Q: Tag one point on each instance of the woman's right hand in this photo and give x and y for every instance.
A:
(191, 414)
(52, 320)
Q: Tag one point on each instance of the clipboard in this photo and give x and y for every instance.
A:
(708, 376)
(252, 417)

### YOUR ASSIGNMENT
Select every line of the material above holding the word "point" and copy it.

### EXERCISE OUTPUT
Q: Tag one point on each instance of the woman's right hand in this photo and give x and y for every instance.
Q: Tag one point on each instance of the clipboard in this photo and give x and y for every instance.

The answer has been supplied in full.